[BRANO DI LETTURA]
-.-.-
Già, a Pordenone la misura è stata superata, tanto che ieri centinaia di cittadini hanno tenuto un presidio davanti alla locale prefettura per protestare contro questi accadimenti. «E contro l’inettitudine del governo e della prefettura» si legge nel volantino di convocazione. Le organizzazioni hanno chiesto, tra le altre cose, tempi rapidi per la presentazione della domanda d’asilo e per il rilascio del permesso temporaneo che possa permettersi di muoversi, lavorare o entrare in accoglienza. Non soltanto. Anche di garantire servizi minimi di ospitalità per chi arriva ed è in condizione di bisogno. E, allo stesso tempo, di ripristinare l’accoglienza diffusa in tutta la regione.
Per questo, oltre che a Pordenone, ieri mattina centinaia di cittadini anche ad Udine si sono dati appuntamento sotto la locale prefettura per protestare contro il fatto che i richiedenti asilo provenienti dalla rotta balcanica si trovino nell’impossibilità di presentare la domanda di protezione, a causa dei ritardi e degli ostacoli frapposti dalla questura. Ma anche contro l’irragionevolezza delle scelte politiche che da anni privilegiano la concentrazione delle persone in grandi aree, come quella della ex caserma Cavarzerani, dove 540 persone vivono regolarmente ospitate ed ammassate, in condizioni di precarietà e disagio, mentre si sconta l’assenza di progetti per l’accoglienza diffusa, che vede Udine e l’intero Friuli Venezia agli ultimi posti per i posti Sai (sistema di accoglienza e integrazione).
-.-.-
[DATI FORNITI]

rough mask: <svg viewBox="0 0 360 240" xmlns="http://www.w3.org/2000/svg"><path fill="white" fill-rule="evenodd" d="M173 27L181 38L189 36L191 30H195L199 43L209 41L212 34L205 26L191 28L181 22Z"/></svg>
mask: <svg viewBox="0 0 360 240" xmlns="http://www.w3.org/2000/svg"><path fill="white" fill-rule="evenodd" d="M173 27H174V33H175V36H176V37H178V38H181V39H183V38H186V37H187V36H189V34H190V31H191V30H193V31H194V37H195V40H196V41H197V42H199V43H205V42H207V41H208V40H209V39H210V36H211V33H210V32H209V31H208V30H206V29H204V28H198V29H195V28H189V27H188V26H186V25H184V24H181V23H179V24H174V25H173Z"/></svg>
-.-.-
[CONSEGNA A] Trascriva fedelmente il passo del brano sulle proteste per i richiedenti asilo che comincia con "Per questo, oltre" e prosegue fino a "accoglienza e integrazione).".
[CONSEGNA B] Riprenda il brano sulle proteste per i richiedenti asilo dal punto in cui si interrompe e ne scriva il seguito.

[RISPOSTA SCRITTA A]
Per questo, oltre che a Pordenone, ieri mattina centinaia di cittadini anche ad Udine si sono dati appuntamento sotto la locale prefettura per protestare contro il fatto che i richiedenti asilo provenienti dalla rotta balcanica si trovino nell’impossibilità di presentare la domanda di protezione, a causa dei ritardi e degli ostacoli frapposti dalla questura. Ma anche contro l’irragionevolezza delle scelte politiche che da anni privilegiano la concentrazione delle persone in grandi aree, come quella della ex caserma Cavarzerani, dove 540 persone vivono regolarmente ospitate ed ammassate, in condizioni di precarietà e disagio, mentre si sconta l’assenza di progetti per l’accoglienza diffusa, che vede Udine e l’intero Friuli Venezia agli ultimi posti per i posti Sai (sistema di accoglienza e integrazione).

[RISPOSTA SCRITTA B]
A Trieste, invece, i posti messi a disposizione dal sistema di accoglienza nazionale sono finiti da tempo, anche per i minori. Così, la scorsa estate, 500 persone sono arrivate a dormire per strada. E ora molte di queste sono finite a dormire in una struttura chiamata silos, senza acqua né corrente.
È l’effetto del fatto che molte di queste persone, nonostante la richiesta d’asilo presentata e le leggi che stabiliscono la tutela dei richiedenti, non hanno alcun tipo di accoglienza. A denunciare da tempo una gestione scellerata delle persone nel territorio è l’Ics, il Consorzio italiano di solidarietà. Ma che i posti in accoglienza non ci sono più e chi ha diritto rimane a vivere per strada, in tutto in Friuli, è sotto gli occhi di tutti.